[Stated goal 1]:
From the data exfiltration passage, list the practices that sophisticated ransomware and APT groups are said to use in production environments.
[Stated goal 2]:
Please carry the data exfiltration passage forward from its last sentence.

[Text segment]:
========

If you missed the first blog you can find part 1 here!
If you missed the second blog you can find part 2 here!
Data exfiltration is the final opportunity for defenders to stop an attack before damage becomes permanent. Traditional data loss prevention operates on a simple premise: block large transfers, monitor unusual protocols, alert on after-hours activity. Sophisticated adversaries understand these thresholds and design their exfiltration strategies specifically to stay underneath them.
When we implemented modern data staging techniques in our test environment, traditional DLP rules detected zero of the 90 exfiltration flows. This mirrors what sophisticated ransomware and APT groups actually do in production environments: stage data in small transfers, use business hours, blend with normal file server activity, and leverage legitimate protocols.

========

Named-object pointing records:
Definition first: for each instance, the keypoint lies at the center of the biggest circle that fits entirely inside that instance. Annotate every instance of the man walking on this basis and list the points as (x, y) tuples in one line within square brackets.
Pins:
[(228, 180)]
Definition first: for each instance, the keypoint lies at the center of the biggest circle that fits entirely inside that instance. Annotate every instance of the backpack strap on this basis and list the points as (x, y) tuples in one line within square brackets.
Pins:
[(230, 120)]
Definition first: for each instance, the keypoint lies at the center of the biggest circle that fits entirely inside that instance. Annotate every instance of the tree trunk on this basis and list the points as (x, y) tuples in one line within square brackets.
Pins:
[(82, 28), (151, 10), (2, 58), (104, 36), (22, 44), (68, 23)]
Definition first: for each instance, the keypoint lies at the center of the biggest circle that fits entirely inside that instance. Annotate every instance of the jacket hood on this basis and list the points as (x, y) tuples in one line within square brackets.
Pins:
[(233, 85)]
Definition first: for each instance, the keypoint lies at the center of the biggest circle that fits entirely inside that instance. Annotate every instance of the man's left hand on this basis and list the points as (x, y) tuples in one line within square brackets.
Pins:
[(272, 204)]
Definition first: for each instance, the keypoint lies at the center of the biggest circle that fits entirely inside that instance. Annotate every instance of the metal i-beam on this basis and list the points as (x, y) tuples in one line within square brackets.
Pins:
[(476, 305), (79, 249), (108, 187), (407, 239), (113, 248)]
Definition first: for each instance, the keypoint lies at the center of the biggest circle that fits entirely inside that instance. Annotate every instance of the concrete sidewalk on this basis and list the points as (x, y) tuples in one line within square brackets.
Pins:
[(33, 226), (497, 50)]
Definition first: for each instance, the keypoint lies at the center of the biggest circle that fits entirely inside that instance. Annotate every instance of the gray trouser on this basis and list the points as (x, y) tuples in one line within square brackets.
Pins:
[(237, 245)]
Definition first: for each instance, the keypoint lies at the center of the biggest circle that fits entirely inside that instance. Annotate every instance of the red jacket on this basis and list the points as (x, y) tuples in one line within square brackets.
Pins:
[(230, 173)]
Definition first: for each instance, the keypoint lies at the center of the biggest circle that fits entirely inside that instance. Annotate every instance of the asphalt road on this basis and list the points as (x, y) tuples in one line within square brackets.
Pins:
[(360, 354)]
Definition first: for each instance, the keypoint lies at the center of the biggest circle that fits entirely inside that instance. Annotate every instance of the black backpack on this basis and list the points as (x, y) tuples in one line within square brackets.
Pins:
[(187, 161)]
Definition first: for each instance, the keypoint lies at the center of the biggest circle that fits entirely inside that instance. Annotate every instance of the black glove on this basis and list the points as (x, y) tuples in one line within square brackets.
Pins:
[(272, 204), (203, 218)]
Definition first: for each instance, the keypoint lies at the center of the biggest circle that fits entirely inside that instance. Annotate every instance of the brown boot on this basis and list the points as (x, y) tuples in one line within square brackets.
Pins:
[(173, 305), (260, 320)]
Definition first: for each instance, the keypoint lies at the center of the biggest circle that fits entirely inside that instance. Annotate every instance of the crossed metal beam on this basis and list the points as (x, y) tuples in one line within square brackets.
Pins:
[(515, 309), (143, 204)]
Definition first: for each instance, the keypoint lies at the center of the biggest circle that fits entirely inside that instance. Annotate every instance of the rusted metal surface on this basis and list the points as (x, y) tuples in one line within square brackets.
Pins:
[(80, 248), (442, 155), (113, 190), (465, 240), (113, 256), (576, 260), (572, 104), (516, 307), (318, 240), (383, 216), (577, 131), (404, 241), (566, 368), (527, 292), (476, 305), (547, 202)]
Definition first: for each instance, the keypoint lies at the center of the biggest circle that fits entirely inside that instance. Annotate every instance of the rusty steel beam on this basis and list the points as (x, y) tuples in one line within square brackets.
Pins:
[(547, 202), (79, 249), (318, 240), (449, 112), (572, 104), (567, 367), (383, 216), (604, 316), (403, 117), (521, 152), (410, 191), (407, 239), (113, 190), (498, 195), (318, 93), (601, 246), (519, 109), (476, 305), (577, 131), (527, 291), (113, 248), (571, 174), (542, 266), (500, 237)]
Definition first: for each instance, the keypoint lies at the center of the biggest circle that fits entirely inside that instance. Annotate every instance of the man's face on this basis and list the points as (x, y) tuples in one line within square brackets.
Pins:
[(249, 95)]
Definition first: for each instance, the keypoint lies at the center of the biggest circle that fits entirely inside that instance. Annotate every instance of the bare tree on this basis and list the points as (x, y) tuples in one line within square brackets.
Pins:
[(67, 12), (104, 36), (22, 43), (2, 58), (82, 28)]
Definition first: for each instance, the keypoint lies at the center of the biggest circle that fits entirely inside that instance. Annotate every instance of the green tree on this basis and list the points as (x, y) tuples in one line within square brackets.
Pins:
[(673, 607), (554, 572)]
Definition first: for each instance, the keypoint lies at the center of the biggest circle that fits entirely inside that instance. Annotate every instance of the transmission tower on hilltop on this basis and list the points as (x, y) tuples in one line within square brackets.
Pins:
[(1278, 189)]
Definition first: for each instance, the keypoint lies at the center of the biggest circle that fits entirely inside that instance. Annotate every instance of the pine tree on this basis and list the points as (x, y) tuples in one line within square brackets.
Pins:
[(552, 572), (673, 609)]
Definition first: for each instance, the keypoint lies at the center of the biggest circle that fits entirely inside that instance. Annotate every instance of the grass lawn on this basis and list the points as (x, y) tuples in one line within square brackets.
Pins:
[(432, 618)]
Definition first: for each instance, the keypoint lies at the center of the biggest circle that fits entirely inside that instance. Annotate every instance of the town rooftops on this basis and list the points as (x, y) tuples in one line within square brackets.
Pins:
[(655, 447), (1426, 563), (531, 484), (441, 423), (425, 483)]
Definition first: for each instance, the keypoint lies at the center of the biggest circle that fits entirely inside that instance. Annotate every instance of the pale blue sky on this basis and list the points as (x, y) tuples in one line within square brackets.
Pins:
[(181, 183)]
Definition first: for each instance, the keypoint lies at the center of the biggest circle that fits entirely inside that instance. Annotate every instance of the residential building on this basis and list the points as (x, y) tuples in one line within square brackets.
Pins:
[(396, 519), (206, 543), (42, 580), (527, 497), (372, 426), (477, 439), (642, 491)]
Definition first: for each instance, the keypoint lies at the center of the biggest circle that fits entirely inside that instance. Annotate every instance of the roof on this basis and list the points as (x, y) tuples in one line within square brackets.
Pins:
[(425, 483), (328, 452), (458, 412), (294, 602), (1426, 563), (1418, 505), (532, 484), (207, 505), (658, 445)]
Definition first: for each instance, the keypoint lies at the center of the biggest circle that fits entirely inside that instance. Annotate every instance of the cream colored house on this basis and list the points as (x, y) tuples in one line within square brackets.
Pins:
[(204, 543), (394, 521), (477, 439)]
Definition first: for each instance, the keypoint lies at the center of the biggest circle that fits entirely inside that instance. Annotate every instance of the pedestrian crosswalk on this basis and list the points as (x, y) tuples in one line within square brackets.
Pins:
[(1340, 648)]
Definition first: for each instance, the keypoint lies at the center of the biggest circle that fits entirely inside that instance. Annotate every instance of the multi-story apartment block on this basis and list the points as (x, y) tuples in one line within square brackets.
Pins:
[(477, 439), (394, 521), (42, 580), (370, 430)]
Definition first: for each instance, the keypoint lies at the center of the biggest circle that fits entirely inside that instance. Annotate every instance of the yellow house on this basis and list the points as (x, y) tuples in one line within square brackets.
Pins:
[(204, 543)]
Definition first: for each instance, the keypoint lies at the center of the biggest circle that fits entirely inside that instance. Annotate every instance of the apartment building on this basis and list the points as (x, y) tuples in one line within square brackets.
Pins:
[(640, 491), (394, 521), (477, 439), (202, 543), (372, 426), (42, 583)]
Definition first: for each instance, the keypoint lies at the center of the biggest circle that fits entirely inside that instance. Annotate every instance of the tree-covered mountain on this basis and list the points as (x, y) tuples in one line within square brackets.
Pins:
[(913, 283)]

========

[Answer 1]:
- Stage data in small transfers
- Use business hours
- Blend with normal file server activity
- Leverage legitimate protocols

[Answer 2]:
The evolution from obvious to sophisticated exfiltration
Unsophisticated data theft is easy to detect: connect to file server, download everything, transfer gigabytes in compressed archives during off-hours. Traditional DLP catches this immediately.
Sophisticated operators evolved beyond this. BlackCat (ALPHV) uses ExMatter, a custom tool that exfiltrates data using SFTP (port 22) and WebDAV (port 80). BlackCat also uses FreeFileSync, a legitimate file synchronization tool, to exfiltrate data weeks before ransomware deployment.
Huntress analysts observed operators installing WinRAR and FileZilla, using FileZilla's SFTP module for staged archives. Other methods include Rclone for cloud sync, MEGAsync for uploads, and backup utilities like Restic. The pattern: use legitimate tools, transfer incrementally, blend with normal operations.
Staging strategies: Small transfers over time
The threshold dilemma creates a fundamental problem. Organizations set transfer limits: flag any outbound transfer exceeding 100MB, or 1GB, or 10GB. Attackers stay below these limits. Transfers split into 50MB chunks hourly generate no alerts despite exfiltrating gigabytes over weeks.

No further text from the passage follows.